*STATED TASK*
Please show, copied in full, each line in the rows below that contains the word "stamen".

*LISTED ENTRIES*
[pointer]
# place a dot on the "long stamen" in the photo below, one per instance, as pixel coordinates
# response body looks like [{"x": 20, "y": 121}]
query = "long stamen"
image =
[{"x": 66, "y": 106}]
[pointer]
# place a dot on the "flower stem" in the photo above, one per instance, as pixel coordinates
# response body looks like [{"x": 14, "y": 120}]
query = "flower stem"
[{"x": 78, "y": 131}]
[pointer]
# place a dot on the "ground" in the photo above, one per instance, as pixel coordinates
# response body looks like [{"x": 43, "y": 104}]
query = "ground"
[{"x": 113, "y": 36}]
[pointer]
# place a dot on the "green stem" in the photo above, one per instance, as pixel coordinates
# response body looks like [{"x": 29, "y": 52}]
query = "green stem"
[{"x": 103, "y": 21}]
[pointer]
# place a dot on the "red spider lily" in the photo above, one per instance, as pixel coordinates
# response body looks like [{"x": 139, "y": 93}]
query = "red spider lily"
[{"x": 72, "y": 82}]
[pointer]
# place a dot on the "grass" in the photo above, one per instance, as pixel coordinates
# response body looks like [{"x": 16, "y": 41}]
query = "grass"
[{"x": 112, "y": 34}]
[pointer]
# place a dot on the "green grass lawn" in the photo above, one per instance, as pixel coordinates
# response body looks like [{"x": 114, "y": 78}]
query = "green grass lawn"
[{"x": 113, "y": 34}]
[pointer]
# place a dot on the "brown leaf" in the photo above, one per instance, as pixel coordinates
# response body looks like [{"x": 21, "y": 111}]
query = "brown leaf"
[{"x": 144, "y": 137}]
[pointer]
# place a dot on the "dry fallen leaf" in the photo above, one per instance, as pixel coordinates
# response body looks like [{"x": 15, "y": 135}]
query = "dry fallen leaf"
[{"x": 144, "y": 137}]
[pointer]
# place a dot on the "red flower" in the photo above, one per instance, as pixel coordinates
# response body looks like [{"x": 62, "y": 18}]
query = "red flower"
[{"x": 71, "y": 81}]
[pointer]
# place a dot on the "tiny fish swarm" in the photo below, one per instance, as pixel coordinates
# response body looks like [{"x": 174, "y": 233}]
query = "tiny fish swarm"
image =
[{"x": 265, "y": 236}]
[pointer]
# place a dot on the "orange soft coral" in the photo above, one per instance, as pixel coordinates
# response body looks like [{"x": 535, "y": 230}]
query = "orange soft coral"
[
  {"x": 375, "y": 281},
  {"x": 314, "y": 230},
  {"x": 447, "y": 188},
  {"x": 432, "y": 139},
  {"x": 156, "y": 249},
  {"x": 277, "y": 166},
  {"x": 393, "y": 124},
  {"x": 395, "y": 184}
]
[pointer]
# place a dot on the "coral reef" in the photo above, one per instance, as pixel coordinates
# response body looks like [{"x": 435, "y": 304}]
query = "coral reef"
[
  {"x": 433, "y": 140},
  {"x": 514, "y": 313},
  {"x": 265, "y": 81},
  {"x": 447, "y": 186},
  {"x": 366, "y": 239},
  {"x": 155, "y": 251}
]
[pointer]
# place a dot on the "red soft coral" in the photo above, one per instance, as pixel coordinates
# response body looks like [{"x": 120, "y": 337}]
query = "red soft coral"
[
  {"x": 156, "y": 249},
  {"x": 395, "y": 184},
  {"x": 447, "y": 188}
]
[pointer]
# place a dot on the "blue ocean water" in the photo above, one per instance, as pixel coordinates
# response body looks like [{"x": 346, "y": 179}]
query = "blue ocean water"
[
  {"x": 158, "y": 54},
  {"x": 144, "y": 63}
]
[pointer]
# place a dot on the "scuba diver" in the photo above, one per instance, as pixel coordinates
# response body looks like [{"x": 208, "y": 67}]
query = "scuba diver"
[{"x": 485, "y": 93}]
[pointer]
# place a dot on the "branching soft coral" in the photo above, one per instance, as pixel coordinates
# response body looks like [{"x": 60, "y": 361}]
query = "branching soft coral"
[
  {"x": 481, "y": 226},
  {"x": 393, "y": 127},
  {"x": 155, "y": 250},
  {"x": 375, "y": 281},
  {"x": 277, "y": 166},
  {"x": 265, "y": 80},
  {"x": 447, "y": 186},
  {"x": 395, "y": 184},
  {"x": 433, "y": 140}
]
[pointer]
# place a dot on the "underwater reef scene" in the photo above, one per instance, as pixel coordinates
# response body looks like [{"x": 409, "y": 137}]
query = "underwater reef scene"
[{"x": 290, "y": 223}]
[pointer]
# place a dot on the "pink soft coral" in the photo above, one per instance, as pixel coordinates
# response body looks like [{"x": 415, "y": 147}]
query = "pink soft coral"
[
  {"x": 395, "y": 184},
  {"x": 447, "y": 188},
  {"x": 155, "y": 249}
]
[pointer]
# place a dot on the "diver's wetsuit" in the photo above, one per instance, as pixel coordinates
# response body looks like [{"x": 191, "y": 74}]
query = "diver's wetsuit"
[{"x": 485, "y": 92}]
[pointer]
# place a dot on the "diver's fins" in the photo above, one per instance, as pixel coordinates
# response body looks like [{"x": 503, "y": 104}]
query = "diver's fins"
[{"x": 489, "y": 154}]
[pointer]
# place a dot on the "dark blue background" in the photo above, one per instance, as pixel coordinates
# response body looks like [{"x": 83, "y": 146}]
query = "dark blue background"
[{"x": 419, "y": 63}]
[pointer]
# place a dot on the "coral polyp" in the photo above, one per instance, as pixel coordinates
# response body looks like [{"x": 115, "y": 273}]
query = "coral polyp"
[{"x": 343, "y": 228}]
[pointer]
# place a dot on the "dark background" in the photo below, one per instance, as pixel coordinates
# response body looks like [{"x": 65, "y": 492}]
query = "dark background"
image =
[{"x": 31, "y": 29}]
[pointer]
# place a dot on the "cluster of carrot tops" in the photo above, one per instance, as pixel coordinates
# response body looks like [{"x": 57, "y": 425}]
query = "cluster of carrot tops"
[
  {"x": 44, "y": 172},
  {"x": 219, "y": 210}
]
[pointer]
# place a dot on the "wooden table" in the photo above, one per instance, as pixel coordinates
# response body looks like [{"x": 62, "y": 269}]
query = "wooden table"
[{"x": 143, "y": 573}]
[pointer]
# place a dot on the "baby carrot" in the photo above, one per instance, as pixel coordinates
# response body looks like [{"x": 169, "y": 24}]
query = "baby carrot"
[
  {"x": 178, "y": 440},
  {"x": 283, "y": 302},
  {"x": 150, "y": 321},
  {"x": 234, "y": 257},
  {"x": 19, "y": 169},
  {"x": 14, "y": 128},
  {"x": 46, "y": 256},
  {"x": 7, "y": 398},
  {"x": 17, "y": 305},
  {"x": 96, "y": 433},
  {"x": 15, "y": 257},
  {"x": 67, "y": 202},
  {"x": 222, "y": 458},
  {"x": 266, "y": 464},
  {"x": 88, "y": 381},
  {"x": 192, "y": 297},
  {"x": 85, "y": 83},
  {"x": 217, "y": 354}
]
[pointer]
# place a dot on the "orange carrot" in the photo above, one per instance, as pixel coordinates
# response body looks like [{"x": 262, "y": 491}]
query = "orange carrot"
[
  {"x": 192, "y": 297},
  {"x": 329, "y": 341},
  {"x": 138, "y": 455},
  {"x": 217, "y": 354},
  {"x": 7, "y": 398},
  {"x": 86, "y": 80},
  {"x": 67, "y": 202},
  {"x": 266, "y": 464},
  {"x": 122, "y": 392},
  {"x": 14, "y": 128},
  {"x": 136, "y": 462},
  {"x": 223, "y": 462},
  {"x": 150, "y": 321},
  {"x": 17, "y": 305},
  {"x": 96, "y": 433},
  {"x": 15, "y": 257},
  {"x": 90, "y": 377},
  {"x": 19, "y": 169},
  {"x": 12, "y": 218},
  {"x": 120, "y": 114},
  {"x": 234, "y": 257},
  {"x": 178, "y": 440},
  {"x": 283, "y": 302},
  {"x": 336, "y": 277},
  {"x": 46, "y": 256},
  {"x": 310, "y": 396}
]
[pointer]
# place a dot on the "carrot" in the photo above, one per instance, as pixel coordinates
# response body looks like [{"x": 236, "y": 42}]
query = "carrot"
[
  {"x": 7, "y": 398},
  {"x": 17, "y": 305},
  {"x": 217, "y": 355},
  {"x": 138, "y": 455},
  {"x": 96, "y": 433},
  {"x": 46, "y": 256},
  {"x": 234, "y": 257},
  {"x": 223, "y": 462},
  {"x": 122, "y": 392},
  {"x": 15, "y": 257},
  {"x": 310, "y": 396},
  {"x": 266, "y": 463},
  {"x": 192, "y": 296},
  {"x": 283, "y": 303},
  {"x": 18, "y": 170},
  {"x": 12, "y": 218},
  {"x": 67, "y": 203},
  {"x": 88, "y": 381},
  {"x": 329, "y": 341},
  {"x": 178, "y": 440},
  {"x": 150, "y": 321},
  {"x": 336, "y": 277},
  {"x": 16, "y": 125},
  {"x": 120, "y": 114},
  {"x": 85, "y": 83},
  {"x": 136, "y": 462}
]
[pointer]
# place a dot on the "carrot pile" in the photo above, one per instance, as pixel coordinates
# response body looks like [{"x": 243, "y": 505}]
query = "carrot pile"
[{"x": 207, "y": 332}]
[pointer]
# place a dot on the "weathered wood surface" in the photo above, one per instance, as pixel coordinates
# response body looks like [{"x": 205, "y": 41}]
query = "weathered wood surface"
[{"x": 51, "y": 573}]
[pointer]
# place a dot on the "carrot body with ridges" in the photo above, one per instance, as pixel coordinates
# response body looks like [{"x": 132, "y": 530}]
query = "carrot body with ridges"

*SOLUTION TO THE EXERCISE*
# place a dot on the "long stamen" in the photo below, one per instance, as pixel coordinates
query = "long stamen"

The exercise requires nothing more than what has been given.